* AIM OF THE EXERCISE: Pick out each line of the records that contains the word "foundation" and copy those lines in full.

* EXERCISE INPUT:
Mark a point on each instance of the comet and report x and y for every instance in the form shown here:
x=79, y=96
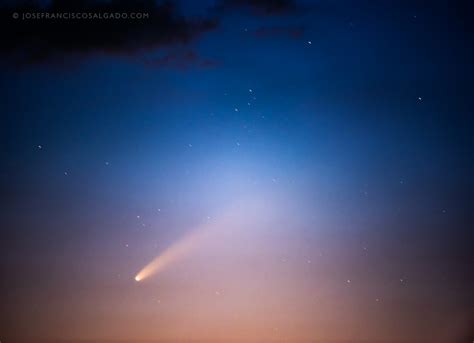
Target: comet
x=175, y=252
x=187, y=244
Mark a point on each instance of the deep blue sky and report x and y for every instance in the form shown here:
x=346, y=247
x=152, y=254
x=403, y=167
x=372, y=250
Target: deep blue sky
x=357, y=113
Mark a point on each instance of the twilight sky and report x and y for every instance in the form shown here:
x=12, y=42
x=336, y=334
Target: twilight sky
x=302, y=170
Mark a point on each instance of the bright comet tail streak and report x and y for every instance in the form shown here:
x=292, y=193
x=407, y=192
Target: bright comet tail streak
x=188, y=243
x=175, y=252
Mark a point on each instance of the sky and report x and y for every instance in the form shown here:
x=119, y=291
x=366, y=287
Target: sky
x=236, y=171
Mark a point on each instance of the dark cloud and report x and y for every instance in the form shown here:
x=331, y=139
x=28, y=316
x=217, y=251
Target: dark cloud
x=30, y=41
x=261, y=7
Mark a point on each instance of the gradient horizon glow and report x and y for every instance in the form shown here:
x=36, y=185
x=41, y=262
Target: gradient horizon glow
x=246, y=171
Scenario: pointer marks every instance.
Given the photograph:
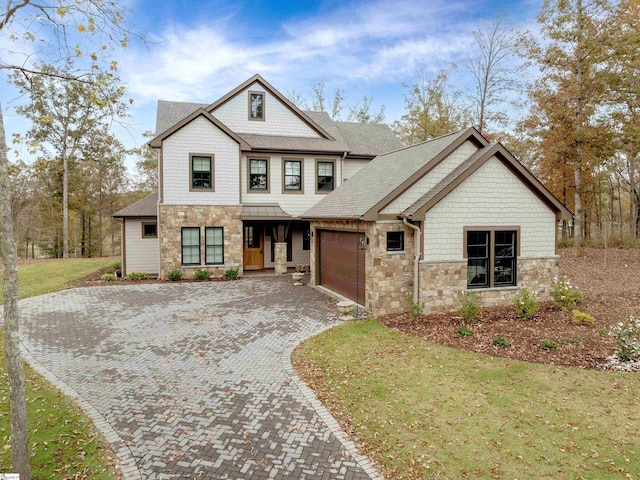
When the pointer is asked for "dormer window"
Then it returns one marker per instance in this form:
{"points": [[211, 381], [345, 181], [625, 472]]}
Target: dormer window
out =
{"points": [[256, 106]]}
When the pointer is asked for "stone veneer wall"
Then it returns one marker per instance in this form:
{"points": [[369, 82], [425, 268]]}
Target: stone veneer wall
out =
{"points": [[389, 275], [442, 283], [173, 217]]}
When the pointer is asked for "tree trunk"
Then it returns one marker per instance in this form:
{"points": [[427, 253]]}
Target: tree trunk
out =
{"points": [[17, 392]]}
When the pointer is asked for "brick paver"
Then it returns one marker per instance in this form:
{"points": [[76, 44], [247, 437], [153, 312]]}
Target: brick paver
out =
{"points": [[193, 380]]}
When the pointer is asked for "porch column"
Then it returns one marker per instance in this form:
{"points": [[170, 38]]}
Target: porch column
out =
{"points": [[280, 266]]}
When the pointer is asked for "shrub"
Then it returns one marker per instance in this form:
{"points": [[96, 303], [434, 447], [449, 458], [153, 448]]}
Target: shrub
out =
{"points": [[201, 274], [137, 276], [231, 273], [416, 309], [465, 332], [175, 275], [583, 318], [548, 345], [627, 335], [526, 304], [501, 342], [469, 306], [564, 295]]}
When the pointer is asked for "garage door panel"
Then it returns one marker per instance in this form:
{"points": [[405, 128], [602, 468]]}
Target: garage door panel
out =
{"points": [[342, 263]]}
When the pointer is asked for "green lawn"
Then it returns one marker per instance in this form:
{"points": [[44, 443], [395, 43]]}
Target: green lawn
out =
{"points": [[426, 411], [63, 442]]}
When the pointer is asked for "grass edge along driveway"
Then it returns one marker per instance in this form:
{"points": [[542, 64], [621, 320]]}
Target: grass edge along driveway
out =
{"points": [[63, 442], [426, 411]]}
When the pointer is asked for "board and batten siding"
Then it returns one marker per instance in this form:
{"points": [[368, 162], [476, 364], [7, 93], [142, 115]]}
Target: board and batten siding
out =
{"points": [[201, 137], [279, 119], [431, 179], [492, 196], [293, 203], [142, 253]]}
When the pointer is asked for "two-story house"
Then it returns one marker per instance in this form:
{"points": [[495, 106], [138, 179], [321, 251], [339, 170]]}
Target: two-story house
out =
{"points": [[235, 177], [252, 182]]}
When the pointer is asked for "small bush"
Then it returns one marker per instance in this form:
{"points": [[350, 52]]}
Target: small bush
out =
{"points": [[501, 342], [416, 309], [137, 276], [465, 332], [583, 318], [548, 345], [201, 274], [564, 295], [526, 304], [175, 275], [469, 306], [231, 273], [627, 335]]}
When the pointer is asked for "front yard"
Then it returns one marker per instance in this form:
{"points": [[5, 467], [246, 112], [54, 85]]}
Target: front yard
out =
{"points": [[421, 408]]}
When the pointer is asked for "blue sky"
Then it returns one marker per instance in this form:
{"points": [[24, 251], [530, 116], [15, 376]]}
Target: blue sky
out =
{"points": [[199, 50]]}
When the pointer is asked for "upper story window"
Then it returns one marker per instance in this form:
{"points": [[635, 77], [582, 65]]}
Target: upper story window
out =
{"points": [[325, 176], [292, 176], [256, 106], [258, 175], [491, 258], [395, 241], [201, 167]]}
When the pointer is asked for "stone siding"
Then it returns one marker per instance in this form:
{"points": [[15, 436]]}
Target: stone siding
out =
{"points": [[443, 283], [170, 222]]}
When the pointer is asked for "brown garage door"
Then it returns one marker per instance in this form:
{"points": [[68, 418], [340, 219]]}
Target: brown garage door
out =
{"points": [[341, 260]]}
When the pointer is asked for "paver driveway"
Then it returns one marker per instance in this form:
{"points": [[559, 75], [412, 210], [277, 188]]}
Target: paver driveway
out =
{"points": [[193, 380]]}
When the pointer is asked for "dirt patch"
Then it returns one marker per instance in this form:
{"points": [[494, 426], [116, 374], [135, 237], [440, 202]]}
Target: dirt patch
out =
{"points": [[610, 282]]}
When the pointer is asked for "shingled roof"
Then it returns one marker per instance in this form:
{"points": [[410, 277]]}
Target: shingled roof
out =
{"points": [[146, 207]]}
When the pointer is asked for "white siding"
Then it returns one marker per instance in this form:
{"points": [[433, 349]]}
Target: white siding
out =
{"points": [[298, 255], [279, 120], [292, 203], [200, 136], [492, 196], [430, 180], [352, 166], [141, 253]]}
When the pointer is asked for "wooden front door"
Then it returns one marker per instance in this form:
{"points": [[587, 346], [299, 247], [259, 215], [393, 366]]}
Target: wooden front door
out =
{"points": [[253, 247]]}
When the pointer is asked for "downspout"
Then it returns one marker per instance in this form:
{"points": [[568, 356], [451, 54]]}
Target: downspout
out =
{"points": [[416, 260]]}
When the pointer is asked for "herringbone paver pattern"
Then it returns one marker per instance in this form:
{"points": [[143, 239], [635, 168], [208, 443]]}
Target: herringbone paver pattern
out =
{"points": [[191, 377]]}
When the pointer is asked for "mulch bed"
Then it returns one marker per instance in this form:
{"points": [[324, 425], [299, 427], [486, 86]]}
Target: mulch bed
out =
{"points": [[611, 291]]}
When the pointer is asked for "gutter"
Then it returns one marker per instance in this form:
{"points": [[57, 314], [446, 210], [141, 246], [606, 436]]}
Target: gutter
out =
{"points": [[416, 260]]}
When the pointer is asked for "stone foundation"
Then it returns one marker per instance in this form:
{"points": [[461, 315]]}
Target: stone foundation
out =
{"points": [[443, 283], [172, 218]]}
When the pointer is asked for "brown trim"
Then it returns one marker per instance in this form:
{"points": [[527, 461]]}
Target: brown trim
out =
{"points": [[272, 90], [157, 141], [248, 176], [299, 160], [142, 224], [471, 134], [212, 157], [123, 247], [315, 175], [490, 228], [264, 106]]}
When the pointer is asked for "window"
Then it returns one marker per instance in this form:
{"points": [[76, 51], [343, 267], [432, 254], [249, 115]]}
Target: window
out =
{"points": [[191, 246], [395, 241], [491, 258], [292, 176], [256, 106], [325, 176], [214, 246], [201, 172], [258, 174], [149, 230]]}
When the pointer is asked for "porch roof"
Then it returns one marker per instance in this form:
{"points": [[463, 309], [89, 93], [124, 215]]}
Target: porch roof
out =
{"points": [[264, 211]]}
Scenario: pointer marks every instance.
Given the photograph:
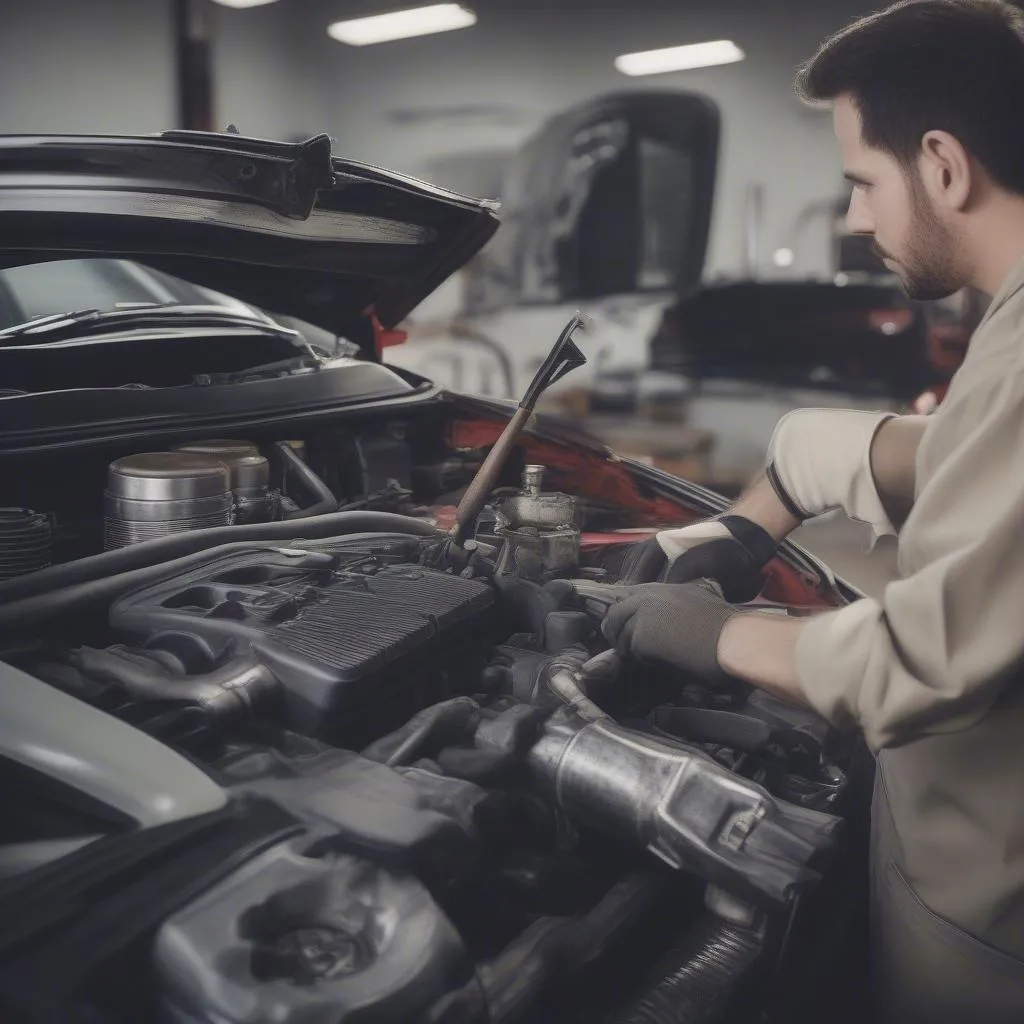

* SOLUTION BELOW:
When the pointer is asked for "stone foundation"
Target: stone foundation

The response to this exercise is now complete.